Work order 1:
According to the passage on New Hampshire slaughterhouses, how far ahead must farmers book a slaughter date for red meat?
Work order 2:
Repeat word for word the stretch of the passage on New Hampshire slaughterhouses from "The situation for" through "local meat surged.".

═══ Text shown ═══

New Hampshire farmers have to take their birds as far away as New Jersey for slaughter because the state doesn’t have a USDA inspected slaughter facility for poultry. Getty Images.
New Hampshire has a big shortage of slaughterhouses.
When it comes to red meat, there are only four USDA inspected slaughterhouses in the state, which means that farmers are having to book a slaughter date anywhere from 18 to 24 months ahead of time, according to a legislative report released this month.
The situation for poultry isn’t better, without a single USDA inspected slaughter facility in New Hampshire. This means some farmers are traveling with their birds as far as New Jersey to go to slaughter, the report found. The problem existed before the pandemic, although COVID-19 made it more acute, as the demand for local meat surged.
The authors of the report recommended the Legislature act on this problem by establishing business loans for agricultural producers and processors. Those loans could be managed by the New Hampshire Business Finance Authority. Making money available to cover expensive startup costs could help increase the number of slaughter facilities, processing facilities, and cold storage facilities.

═══ Dataset records ═══

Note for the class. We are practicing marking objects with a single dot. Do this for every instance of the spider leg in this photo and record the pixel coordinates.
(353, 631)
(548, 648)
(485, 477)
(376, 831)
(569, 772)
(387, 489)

═══
═══ Dataset records ═══

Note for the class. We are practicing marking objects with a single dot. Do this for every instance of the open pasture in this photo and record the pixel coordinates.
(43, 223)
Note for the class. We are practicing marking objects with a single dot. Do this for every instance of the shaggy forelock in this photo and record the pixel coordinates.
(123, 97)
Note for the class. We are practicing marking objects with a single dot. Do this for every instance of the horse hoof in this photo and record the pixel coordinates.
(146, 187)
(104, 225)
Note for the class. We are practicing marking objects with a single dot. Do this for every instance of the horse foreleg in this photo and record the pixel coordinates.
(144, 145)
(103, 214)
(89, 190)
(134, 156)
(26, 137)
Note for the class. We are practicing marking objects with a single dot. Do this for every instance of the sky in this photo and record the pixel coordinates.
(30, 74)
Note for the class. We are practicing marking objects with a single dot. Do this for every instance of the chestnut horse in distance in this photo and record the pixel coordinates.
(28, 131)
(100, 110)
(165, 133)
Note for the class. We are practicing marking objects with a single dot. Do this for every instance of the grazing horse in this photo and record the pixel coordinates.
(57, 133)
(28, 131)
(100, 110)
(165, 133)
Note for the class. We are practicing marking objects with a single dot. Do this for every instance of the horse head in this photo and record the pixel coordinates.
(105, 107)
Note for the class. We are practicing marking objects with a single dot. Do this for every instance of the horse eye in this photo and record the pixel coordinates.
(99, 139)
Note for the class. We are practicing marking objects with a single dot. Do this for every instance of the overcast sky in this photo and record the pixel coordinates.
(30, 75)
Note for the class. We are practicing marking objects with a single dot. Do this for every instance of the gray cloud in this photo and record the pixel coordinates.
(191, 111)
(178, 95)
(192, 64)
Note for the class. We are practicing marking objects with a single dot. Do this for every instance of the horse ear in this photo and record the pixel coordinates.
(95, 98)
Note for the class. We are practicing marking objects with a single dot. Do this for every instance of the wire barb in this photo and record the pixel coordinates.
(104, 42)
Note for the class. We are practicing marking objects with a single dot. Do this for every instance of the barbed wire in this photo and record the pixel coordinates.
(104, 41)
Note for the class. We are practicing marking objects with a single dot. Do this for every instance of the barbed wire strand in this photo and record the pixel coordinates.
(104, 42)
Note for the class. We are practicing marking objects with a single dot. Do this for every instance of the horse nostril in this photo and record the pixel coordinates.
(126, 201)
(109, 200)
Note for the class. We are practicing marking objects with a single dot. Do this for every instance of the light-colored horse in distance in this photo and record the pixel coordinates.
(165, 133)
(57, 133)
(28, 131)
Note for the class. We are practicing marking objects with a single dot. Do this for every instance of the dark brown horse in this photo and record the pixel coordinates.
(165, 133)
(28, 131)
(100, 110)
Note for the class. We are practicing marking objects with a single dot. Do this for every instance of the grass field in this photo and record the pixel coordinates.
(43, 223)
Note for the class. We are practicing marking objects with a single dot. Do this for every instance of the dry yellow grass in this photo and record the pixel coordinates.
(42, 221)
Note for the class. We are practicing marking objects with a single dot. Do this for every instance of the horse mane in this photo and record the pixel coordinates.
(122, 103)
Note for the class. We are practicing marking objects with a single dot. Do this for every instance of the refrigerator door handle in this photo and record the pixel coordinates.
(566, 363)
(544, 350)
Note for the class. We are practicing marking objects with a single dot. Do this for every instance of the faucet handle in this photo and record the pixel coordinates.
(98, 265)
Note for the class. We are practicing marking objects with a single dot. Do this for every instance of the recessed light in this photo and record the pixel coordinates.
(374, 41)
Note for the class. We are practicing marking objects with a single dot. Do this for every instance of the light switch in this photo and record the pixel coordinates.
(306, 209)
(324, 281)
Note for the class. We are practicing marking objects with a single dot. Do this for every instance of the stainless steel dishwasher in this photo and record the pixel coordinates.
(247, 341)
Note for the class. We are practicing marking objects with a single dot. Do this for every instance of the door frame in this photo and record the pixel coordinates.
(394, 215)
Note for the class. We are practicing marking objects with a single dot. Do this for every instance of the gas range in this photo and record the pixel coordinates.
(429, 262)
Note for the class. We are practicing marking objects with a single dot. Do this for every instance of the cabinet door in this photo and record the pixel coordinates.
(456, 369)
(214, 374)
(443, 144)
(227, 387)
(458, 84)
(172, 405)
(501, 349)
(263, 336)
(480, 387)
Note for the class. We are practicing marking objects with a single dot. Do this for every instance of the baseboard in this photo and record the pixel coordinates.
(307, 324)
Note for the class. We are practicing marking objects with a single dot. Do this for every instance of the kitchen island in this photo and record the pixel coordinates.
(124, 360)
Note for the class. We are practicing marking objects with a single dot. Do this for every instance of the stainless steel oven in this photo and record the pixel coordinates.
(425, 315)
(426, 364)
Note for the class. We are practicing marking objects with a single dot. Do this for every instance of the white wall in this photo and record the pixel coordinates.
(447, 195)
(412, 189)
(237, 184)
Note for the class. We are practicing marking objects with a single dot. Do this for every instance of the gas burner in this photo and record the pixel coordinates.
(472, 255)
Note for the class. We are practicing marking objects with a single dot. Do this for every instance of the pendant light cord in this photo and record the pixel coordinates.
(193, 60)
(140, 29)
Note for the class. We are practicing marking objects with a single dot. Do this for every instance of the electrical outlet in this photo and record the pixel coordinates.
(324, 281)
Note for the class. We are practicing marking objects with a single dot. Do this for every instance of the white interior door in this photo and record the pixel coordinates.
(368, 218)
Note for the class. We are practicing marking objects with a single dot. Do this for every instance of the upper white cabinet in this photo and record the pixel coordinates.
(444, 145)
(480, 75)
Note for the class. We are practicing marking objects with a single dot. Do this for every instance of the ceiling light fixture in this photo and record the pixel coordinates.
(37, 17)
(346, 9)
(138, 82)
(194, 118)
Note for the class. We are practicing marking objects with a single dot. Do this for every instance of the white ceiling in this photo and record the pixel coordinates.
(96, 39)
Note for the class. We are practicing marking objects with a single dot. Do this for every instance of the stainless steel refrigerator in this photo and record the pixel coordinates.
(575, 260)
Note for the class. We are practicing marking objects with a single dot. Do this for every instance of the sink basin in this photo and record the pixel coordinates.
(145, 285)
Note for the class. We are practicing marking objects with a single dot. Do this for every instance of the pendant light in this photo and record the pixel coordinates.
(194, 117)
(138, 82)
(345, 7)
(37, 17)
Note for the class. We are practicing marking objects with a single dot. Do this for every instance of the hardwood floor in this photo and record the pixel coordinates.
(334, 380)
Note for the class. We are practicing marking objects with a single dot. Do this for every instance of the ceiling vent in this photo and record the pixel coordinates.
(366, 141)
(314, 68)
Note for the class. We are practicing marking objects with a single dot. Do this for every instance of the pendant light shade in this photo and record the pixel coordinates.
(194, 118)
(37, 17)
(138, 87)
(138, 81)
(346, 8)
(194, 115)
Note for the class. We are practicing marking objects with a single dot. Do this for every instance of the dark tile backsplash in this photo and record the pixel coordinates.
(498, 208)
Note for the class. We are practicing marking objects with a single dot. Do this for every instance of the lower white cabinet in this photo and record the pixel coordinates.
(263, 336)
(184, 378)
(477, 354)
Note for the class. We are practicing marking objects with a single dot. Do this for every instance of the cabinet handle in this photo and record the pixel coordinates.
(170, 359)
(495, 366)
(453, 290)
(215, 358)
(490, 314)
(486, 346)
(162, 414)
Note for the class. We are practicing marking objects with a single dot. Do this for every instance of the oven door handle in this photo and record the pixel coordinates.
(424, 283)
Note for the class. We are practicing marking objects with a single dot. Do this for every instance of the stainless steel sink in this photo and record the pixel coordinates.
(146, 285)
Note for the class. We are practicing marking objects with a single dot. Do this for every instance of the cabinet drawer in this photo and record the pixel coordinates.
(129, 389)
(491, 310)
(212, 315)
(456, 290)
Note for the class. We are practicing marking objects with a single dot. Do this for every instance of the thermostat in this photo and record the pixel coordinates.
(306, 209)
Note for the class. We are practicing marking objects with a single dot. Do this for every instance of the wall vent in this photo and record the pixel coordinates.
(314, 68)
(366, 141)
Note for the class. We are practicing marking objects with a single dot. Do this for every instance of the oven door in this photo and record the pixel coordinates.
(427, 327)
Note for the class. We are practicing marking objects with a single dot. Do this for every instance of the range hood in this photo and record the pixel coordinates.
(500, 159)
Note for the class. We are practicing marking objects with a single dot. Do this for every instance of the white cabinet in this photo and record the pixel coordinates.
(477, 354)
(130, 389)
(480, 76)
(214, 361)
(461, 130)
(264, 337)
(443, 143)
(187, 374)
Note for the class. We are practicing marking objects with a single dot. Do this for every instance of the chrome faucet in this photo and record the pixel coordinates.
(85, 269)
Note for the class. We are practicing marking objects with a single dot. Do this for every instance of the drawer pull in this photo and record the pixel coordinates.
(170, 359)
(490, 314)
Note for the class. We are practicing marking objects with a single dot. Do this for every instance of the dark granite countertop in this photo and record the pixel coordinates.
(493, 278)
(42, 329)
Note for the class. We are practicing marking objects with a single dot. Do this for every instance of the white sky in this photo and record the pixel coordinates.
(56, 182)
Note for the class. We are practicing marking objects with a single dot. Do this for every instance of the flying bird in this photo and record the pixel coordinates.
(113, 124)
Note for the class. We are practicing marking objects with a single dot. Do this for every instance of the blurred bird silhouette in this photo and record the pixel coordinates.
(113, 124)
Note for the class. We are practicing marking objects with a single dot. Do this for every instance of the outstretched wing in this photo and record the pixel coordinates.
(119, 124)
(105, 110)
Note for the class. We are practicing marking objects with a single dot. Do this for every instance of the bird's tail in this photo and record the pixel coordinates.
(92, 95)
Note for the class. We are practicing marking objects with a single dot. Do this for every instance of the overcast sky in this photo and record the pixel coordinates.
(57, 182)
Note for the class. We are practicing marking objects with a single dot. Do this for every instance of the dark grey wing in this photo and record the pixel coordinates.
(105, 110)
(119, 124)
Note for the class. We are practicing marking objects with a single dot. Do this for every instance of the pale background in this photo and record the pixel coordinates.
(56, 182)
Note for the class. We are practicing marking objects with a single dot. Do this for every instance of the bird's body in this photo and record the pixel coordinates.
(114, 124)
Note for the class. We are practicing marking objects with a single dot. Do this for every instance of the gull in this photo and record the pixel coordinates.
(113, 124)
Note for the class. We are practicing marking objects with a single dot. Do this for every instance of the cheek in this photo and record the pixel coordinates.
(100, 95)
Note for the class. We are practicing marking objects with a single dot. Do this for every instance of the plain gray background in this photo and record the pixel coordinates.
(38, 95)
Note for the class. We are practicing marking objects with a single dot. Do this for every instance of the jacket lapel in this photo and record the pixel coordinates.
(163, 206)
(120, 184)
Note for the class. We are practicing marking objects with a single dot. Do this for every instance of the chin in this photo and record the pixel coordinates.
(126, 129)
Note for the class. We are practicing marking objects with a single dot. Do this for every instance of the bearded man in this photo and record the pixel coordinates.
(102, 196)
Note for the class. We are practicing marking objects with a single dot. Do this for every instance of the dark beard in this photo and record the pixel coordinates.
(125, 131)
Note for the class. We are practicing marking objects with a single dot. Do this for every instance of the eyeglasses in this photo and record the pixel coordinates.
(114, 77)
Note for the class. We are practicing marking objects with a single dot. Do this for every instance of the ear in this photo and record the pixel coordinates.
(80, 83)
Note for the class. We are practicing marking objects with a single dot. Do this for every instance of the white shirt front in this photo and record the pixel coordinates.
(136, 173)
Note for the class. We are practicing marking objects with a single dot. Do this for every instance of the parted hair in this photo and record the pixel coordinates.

═══

Response 1:
Anywhere from 18 to 24 months ahead of time.

Response 2:
The situation for poultry isn’t better, without a single USDA inspected slaughter facility in New Hampshire. This means some farmers are traveling with their birds as far as New Jersey to go to slaughter, the report found. The problem existed before the pandemic, although COVID-19 made it more acute, as the demand for local meat surged.